▶ _To do_: Transcribe all the records with complete accuracy.

▶ _Data rows_:
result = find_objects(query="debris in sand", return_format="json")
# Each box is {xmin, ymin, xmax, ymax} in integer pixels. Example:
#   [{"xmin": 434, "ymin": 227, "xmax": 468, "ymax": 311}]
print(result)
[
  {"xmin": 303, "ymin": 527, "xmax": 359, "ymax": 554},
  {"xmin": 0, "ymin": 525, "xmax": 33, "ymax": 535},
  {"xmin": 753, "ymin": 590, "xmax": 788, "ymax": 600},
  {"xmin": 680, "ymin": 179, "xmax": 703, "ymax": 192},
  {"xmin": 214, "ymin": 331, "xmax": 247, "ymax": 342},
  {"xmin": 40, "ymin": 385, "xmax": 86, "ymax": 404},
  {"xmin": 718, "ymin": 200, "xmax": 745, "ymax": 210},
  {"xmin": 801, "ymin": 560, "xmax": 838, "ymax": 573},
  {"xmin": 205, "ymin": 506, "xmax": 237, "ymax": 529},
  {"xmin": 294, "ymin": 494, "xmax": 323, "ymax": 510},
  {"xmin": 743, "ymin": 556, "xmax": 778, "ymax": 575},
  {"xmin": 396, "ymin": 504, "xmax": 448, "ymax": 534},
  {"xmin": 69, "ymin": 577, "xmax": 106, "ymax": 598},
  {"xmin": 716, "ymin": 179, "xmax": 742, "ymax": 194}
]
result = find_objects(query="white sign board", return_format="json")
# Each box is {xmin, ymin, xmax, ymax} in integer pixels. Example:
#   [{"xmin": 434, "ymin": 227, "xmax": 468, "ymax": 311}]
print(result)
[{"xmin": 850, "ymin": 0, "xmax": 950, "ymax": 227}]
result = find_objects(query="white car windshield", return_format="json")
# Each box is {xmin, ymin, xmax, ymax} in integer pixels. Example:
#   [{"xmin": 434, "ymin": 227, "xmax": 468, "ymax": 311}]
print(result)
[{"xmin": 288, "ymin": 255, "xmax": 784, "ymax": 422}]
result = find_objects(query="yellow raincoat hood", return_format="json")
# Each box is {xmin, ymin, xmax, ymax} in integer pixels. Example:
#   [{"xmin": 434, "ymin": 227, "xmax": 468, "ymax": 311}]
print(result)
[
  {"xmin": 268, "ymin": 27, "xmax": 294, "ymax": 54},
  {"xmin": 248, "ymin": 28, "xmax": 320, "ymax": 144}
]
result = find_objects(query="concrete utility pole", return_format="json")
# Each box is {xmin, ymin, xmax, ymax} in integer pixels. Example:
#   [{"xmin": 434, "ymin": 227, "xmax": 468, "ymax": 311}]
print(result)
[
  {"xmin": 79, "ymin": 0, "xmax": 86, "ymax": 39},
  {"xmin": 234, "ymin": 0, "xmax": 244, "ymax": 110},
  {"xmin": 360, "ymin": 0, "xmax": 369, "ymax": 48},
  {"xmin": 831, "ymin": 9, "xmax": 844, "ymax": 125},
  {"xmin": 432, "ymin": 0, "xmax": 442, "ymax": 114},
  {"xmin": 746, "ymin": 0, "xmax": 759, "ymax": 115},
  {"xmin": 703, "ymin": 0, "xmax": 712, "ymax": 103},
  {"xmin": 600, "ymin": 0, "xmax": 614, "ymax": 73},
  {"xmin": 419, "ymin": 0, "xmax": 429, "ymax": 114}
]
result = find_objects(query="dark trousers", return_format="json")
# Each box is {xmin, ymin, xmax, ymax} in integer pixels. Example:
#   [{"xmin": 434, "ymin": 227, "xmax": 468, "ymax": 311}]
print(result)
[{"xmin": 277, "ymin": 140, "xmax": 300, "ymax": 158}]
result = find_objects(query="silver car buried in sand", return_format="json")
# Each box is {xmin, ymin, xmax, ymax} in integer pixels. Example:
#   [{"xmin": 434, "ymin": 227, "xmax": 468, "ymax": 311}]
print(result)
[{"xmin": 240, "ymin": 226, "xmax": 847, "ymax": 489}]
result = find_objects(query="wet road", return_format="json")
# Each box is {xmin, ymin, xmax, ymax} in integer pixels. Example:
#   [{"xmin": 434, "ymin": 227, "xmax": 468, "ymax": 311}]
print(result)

▶ _Answer for the task_:
result = find_objects(query="debris in sand", return_format="json")
# Each box is {xmin, ymin, xmax, ymax} in integer pixels. Example:
#   [{"xmin": 434, "ymin": 227, "xmax": 468, "ymax": 311}]
print(result)
[
  {"xmin": 303, "ymin": 527, "xmax": 359, "ymax": 554},
  {"xmin": 0, "ymin": 525, "xmax": 33, "ymax": 535},
  {"xmin": 753, "ymin": 590, "xmax": 788, "ymax": 600},
  {"xmin": 680, "ymin": 179, "xmax": 703, "ymax": 192},
  {"xmin": 214, "ymin": 331, "xmax": 247, "ymax": 342},
  {"xmin": 40, "ymin": 385, "xmax": 86, "ymax": 404},
  {"xmin": 718, "ymin": 200, "xmax": 745, "ymax": 210},
  {"xmin": 801, "ymin": 560, "xmax": 838, "ymax": 573},
  {"xmin": 205, "ymin": 506, "xmax": 237, "ymax": 529},
  {"xmin": 294, "ymin": 494, "xmax": 323, "ymax": 510},
  {"xmin": 743, "ymin": 556, "xmax": 778, "ymax": 575},
  {"xmin": 396, "ymin": 504, "xmax": 448, "ymax": 534},
  {"xmin": 69, "ymin": 577, "xmax": 106, "ymax": 598},
  {"xmin": 716, "ymin": 179, "xmax": 742, "ymax": 194}
]
result = find_objects(query="white sign board", return_format="json")
# Each box is {xmin, ymin, xmax, ymax} in integer pixels. Example:
#   [{"xmin": 434, "ymin": 227, "xmax": 468, "ymax": 311}]
print(result)
[{"xmin": 850, "ymin": 0, "xmax": 950, "ymax": 227}]
result = find_objects(query="white car windshield", return_format="json")
# Each box is {xmin, ymin, xmax, ymax} in integer pixels. Example:
#   [{"xmin": 434, "ymin": 227, "xmax": 468, "ymax": 311}]
print(result)
[{"xmin": 288, "ymin": 255, "xmax": 784, "ymax": 422}]
result = find_objects(query="yellow raincoat hood", return_format="json")
# Each box is {xmin, ymin, xmax, ymax} in integer pixels. Example:
#   [{"xmin": 434, "ymin": 227, "xmax": 468, "ymax": 311}]
print(result)
[
  {"xmin": 268, "ymin": 27, "xmax": 294, "ymax": 54},
  {"xmin": 248, "ymin": 28, "xmax": 320, "ymax": 144}
]
result = find_objects(query="concrete utility pole", return_format="json")
# Each box is {xmin, ymin, xmax, ymax} in integer pixels. Example:
#   [{"xmin": 434, "ymin": 227, "xmax": 468, "ymax": 311}]
print(result)
[
  {"xmin": 79, "ymin": 0, "xmax": 86, "ymax": 39},
  {"xmin": 234, "ymin": 0, "xmax": 244, "ymax": 110},
  {"xmin": 360, "ymin": 0, "xmax": 369, "ymax": 48},
  {"xmin": 831, "ymin": 9, "xmax": 844, "ymax": 125},
  {"xmin": 432, "ymin": 0, "xmax": 442, "ymax": 114},
  {"xmin": 746, "ymin": 0, "xmax": 759, "ymax": 115},
  {"xmin": 703, "ymin": 0, "xmax": 712, "ymax": 103},
  {"xmin": 600, "ymin": 0, "xmax": 614, "ymax": 73},
  {"xmin": 419, "ymin": 0, "xmax": 429, "ymax": 114}
]
result = find_objects(query="dark trousers", return_format="json")
# Each box is {xmin, ymin, xmax, ymax} in integer pixels. Example:
#   [{"xmin": 434, "ymin": 227, "xmax": 468, "ymax": 311}]
print(result)
[{"xmin": 277, "ymin": 140, "xmax": 300, "ymax": 158}]
result = find_objects(query="silver car buried in sand", return_format="json")
# Each box is {xmin, ymin, xmax, ymax} in integer pixels. Example:
#   [{"xmin": 434, "ymin": 227, "xmax": 468, "ymax": 311}]
print(result)
[{"xmin": 240, "ymin": 226, "xmax": 847, "ymax": 489}]
result = find_objects(query="wet road", return_format="json")
# Each box is {xmin, ymin, xmax, ymax} in integer pixels. Example:
#   [{"xmin": 434, "ymin": 227, "xmax": 468, "ymax": 311}]
print(result)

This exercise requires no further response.